Texto para leitura:
□ □ □ □ □

Uma ilha idílica
- GEPPC
- 22 de mai. de 2020
- 8 min de leitura
Uma ilha idílica
Tecnologia, mundo digital e desigualdades
Por Luciano Chinda Doarte*
“Galileu ou o franciscano na pintura pouco fariam com o globo terrestre e com o compasso se não soubessem o que é e como usá-los.”

Galileo en la Universidad de Padua demostrando las nuevas teorías astronómicas, 1873, Félix Parra
184,5 cm X 166,9 cm, óleo sobre tela, Museu Nacional de Arte do México
A obra de Félix Parra, que no mundo harmonicamente moldado seria pró-ciência em quaisquer condições e, assim, veria nela algo fundamentado, crível e sério como o é, nos apresenta Galileu explanando suas ideias sobre as formas celestes e a organização do universo a um franciscano. Entre as afirmações de Galileu, baseado em suas observações e experimentos fundamentado em densos estudos sobre o tema, que agiam contra os saberes – à época estabelecidos – aristotélicos-ptolomaicos, o cientista falava de crateras e “vales” na Lua e, especialmente, que a Terra e os outros planetas de seu sistema é que rodeavam o Sol, e não os demais planetas e astros rodeavam a Terra. Bem, em 2020 ainda lembramos do que aconteceu a Galileu por ir contra a ordem estabelecida.
Sabendo da história, uso aqui de uma leitura metafórica que faço sobre a imagem: Galileu usa como instrumento de apoio, como material didático, como demonstrativo de sua ideia um globo terrestre sobre a mesa em sua frente, talvez para justificar como e por que as coisas se davam como ele observou. A questão é que com o globo e os instrumentos necessários, como o compasso e os livros, Galileu tem o mundo nas mãos, tem o planeta em sua frente e, assim, pode saber dele mesmo de dentro de sua casa, olhando por uma janela ou claraboia ou o que quer que seja. Essa é a leitura que saliento: o mundo nas mãos e, a partir disso, o acesso a coisas que nos escapam fisicamente por diversos motivos.
Quatrocentos anos depois do nascimento de Galileu Galilei, o mundo passava a se ocupar em desenvolver um material hoje amplamente difundido, extremamente potente e com forças em si e sobre ele que o homem muito possivelmente não previu ao criar: a tecnologia eletrônica. Mais próximo do fim do século XX, ainda, vimos essa potência aumentar incontrolavelmente com a possibilidade de um mundo digital, abstrato, impalpável, mas ativo e meio para muitos fins: a rede mundial de computadores. Uma força sem tamanho e um instrumento para fins desde a educação até a destruição de cidades inteiras, a internet se apresenta diariamente como uma promessa por um mundo mais conectado consigo, conectando seus agentes empíricos e estes a espaços que apenas são possíveis dentro da própria internet, como as redes sociais.

□ □ □ □ □

Seção de dados:
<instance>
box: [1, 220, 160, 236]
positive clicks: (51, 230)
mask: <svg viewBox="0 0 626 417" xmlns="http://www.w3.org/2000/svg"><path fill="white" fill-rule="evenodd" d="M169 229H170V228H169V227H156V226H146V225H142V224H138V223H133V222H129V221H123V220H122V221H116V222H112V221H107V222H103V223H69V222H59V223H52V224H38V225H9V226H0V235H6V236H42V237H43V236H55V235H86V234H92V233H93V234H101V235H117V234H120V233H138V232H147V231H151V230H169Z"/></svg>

□ □ □ □ □

Usando as informações:
A – Reescreva o trecho do texto de "Quatrocentos anos depois" a "as redes sociais.", trocando "tecnologia eletrônica" por "eletrônica moderna".
B – Responda com base no texto:
(i) Em que ano Félix Parra pintou o quadro de Galileu na Universidade de Pádua?
(ii) Em qual museu está essa obra?
(iii) Segundo o texto, qual mundo digital se tornou possível perto do fim do século XX?

Respostas fornecidas:
A –
Quatrocentos anos depois do nascimento de Galileu Galilei, o mundo passava a se ocupar em desenvolver um material hoje amplamente difundido, extremamente potente e com forças em si e sobre ele que o homem muito possivelmente não previu ao criar: a eletrônica moderna. Mais próximo do fim do século XX, ainda, vimos essa potência aumentar incontrolavelmente com a possibilidade de um mundo digital, abstrato, impalpável, mas ativo e meio para muitos fins: a rede mundial de computadores. Uma força sem tamanho e um instrumento para fins desde a educação até a destruição de cidades inteiras, a internet se apresenta diariamente como uma promessa por um mundo mais conectado consigo, conectando seus agentes empíricos e estes a espaços que apenas são possíveis dentro da própria internet, como as redes sociais.

B –
(i) Em 1873.
(ii) No Museu Nacional de Arte do México.
(iii) A rede mundial de computadores.